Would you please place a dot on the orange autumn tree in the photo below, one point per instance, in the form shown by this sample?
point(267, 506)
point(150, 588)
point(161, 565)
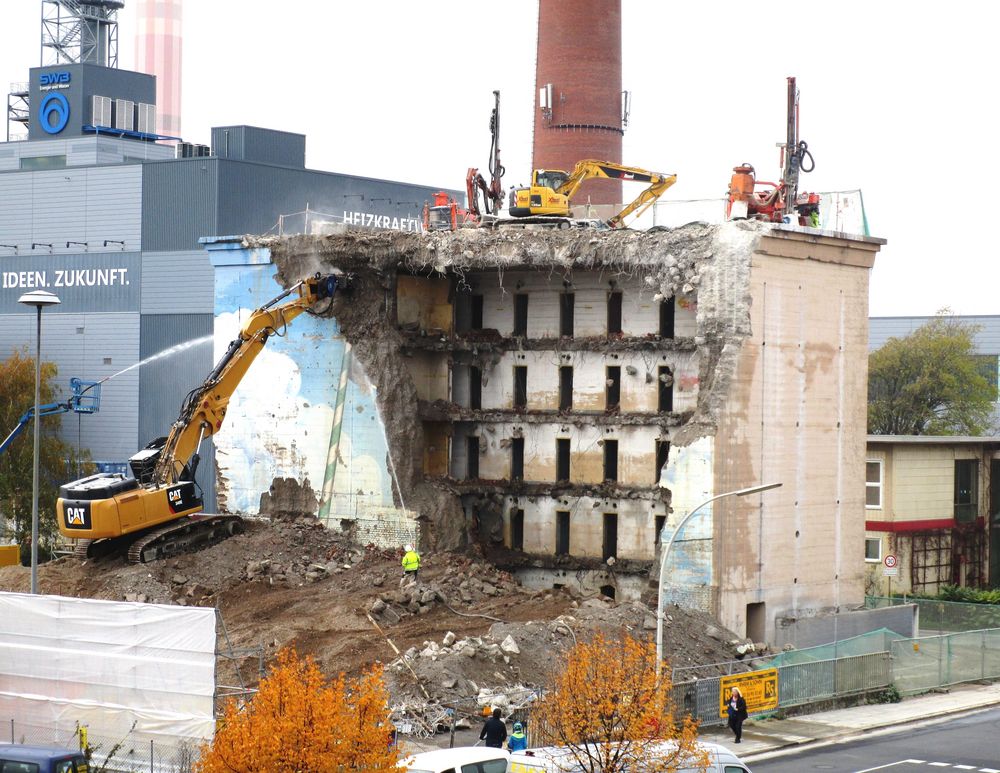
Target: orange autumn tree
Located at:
point(299, 723)
point(608, 711)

══════════════════════════════

**Exercise aim:** Using the material above, return every line that holds the string "orange".

**Answer space:**
Would you please place a dot on the orange autumn tree in the photo below, one point per instance, in the form shown by this sample?
Target: orange autumn tree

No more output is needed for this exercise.